= Task brief =
Please locate every row below that contains the word "curb" and copy each of those rows in full.

Detection examples:
======
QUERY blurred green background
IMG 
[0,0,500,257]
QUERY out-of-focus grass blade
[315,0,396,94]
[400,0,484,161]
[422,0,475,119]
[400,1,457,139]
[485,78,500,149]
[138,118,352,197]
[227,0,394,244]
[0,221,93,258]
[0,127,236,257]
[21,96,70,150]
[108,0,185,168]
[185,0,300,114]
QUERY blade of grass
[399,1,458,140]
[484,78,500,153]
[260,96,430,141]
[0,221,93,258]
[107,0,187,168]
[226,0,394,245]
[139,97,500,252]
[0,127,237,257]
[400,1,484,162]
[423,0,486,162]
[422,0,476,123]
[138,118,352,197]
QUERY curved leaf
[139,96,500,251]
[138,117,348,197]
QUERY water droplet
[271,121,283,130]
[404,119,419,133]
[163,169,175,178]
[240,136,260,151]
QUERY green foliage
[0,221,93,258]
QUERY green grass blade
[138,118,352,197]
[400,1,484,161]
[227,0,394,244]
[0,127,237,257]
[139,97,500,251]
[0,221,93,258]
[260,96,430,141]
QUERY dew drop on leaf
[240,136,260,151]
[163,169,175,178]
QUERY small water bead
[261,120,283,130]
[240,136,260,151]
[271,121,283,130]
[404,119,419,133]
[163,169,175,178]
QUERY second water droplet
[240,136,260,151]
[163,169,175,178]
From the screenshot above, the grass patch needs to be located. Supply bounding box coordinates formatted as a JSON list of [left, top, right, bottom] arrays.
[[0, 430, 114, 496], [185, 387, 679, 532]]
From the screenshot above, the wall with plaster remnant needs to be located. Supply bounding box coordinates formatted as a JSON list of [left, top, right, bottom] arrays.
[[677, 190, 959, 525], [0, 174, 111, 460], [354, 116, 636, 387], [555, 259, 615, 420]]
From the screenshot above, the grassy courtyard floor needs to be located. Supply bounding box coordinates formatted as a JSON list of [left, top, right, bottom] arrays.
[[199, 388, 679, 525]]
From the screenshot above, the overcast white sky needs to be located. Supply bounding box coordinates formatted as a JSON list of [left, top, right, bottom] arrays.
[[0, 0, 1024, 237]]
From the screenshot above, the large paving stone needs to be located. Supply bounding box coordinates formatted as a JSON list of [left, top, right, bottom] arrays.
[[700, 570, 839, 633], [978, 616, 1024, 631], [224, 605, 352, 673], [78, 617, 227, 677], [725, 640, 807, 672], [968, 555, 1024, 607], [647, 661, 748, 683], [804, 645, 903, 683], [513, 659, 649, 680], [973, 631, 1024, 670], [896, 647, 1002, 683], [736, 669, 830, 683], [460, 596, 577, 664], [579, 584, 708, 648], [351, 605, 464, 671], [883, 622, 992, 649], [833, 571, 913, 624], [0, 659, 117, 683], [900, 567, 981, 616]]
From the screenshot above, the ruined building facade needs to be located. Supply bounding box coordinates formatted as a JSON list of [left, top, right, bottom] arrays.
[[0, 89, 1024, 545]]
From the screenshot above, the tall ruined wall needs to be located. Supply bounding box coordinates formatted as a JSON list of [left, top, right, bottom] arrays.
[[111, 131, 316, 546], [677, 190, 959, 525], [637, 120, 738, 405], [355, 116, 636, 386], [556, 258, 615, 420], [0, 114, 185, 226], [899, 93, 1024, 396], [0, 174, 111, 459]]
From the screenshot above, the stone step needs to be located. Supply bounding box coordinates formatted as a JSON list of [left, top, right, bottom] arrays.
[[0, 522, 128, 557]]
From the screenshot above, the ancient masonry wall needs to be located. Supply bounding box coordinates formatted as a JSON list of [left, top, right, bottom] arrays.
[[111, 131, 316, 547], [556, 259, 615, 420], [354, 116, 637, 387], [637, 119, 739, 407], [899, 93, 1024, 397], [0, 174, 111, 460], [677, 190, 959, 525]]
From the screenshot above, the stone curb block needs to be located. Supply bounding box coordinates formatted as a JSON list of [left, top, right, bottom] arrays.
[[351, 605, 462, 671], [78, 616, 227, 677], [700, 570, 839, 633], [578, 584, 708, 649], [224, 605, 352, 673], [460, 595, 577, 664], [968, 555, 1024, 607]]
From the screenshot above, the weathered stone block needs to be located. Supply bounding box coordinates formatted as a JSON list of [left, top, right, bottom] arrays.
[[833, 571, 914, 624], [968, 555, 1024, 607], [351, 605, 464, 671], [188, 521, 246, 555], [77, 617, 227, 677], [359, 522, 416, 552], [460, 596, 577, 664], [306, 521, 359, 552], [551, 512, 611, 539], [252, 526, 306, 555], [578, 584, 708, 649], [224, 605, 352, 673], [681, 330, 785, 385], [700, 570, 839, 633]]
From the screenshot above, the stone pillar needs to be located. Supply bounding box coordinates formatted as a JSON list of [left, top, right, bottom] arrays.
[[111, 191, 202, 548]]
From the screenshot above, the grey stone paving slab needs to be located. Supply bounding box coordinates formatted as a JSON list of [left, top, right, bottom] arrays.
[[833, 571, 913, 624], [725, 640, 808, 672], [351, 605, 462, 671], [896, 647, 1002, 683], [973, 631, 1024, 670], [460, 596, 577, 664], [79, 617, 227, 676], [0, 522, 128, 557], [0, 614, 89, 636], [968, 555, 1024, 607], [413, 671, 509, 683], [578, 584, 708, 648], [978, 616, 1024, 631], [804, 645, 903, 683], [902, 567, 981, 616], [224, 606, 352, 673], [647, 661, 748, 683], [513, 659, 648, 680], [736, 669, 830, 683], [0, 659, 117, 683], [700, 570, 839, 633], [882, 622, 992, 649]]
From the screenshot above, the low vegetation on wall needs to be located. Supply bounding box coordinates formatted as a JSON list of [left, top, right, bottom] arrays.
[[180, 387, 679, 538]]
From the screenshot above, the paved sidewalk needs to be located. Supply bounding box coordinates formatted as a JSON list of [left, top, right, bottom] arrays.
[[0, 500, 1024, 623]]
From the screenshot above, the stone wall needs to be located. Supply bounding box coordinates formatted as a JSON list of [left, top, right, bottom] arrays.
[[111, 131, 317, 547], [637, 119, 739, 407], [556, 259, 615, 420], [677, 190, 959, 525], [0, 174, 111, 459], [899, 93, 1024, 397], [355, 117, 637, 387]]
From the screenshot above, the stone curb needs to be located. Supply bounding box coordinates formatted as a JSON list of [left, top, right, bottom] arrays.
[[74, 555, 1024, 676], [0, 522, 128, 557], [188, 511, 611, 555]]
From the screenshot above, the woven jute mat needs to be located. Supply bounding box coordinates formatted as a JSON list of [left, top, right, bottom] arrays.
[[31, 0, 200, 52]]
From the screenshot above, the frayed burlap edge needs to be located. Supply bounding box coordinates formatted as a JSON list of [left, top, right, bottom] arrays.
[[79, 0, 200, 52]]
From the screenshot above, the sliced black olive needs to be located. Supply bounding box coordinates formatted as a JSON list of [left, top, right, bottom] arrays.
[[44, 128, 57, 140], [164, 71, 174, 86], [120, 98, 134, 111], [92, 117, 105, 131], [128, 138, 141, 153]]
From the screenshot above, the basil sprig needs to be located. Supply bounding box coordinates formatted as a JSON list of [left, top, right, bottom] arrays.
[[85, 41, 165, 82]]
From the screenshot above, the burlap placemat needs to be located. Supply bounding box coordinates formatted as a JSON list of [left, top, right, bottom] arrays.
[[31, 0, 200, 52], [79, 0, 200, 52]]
======
= Complete answer =
From the screenshot above, the stone curb block needs to be located. Supply bounding box coordinates formatted as a JSON list of [left, top, right, bottom] arrays.
From the screenshot above, the stone curb needs to be located. Supply bounding box coordinates formatted as a JSON list of [left, top, right, bottom] arrays.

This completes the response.